* [AIM OF THE TASK]: Return every line of the data below unchanged, character for character.

Records excerpted from a collection:
+ + + +

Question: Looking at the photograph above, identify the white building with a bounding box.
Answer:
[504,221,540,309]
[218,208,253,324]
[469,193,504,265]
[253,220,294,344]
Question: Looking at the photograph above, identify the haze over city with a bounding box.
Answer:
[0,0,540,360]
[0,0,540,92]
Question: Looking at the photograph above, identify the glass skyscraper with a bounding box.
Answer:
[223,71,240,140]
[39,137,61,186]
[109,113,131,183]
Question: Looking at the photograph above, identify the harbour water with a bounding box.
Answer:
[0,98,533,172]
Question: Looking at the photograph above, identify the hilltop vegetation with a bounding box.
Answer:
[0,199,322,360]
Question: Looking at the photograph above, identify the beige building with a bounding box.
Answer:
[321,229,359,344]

+ + + +

* [TASK OUTPUT]:
Question: Looking at the photograph above, identify the white building with a bounding box.
Answer:
[504,221,540,309]
[218,208,253,324]
[469,193,504,265]
[253,220,294,344]
Question: Looking at the photograph above, identify the haze over city with a bounding box.
Answer:
[0,0,540,360]
[0,0,540,92]
Question: Looking at the photograph above, identify the glass skyscraper with a bounding box.
Answer:
[223,71,240,140]
[39,137,61,186]
[109,113,131,183]
Question: Looking at the photograph above, identify the harbour water with a bounding box.
Answer:
[0,98,533,172]
Question: Looking at the photograph above, identify the hilltop vegetation with a bounding box.
Answer:
[0,199,322,360]
Question: Looking at the photograph above, identify the beige building with a bounding box.
Answer:
[321,229,359,344]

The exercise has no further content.